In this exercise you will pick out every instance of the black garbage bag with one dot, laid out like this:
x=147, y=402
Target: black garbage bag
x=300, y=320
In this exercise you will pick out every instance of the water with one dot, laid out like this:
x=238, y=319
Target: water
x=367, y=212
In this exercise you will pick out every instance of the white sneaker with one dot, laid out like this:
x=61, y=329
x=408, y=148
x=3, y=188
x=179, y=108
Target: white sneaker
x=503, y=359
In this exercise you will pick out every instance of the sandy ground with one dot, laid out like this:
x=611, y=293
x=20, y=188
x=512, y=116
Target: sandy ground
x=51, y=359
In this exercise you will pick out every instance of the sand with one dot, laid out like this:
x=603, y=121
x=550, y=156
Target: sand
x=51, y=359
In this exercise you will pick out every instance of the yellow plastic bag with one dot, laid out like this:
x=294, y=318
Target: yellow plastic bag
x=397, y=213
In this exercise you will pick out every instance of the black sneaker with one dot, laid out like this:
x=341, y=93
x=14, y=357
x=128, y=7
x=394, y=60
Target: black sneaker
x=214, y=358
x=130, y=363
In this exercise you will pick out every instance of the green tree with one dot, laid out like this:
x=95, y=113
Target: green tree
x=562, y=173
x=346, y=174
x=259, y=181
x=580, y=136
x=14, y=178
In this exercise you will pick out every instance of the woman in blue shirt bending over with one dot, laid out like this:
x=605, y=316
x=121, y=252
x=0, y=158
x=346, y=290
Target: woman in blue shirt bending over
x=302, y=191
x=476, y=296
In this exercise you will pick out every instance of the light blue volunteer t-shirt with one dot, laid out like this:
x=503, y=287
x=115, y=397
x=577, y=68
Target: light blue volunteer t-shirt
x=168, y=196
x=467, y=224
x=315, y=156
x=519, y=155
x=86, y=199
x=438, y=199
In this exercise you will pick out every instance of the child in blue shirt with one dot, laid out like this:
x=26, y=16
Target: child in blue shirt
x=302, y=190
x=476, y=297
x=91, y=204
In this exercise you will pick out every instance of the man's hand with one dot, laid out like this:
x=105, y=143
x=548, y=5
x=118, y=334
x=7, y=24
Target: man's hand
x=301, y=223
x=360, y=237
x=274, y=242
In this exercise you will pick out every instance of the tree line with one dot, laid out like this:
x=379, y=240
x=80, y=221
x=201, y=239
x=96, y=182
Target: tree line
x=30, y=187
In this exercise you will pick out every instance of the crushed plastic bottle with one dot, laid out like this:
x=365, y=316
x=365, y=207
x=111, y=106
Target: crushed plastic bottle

[TASK PROMPT] Please repeat the material starting at the line that contains "of the light" and ending at the line that contains "x=438, y=199", shifting every number in the answer coordinates by -113 and leaving all other lines unchanged.

[WRITTEN ANSWER]
In this exercise you will pick out every instance of the light blue volunteer t-shirt with one dot, laid out like this:
x=503, y=287
x=115, y=397
x=577, y=68
Target: light blue volunteer t-shirt
x=55, y=83
x=354, y=111
x=202, y=43
x=406, y=42
x=-27, y=86
x=325, y=86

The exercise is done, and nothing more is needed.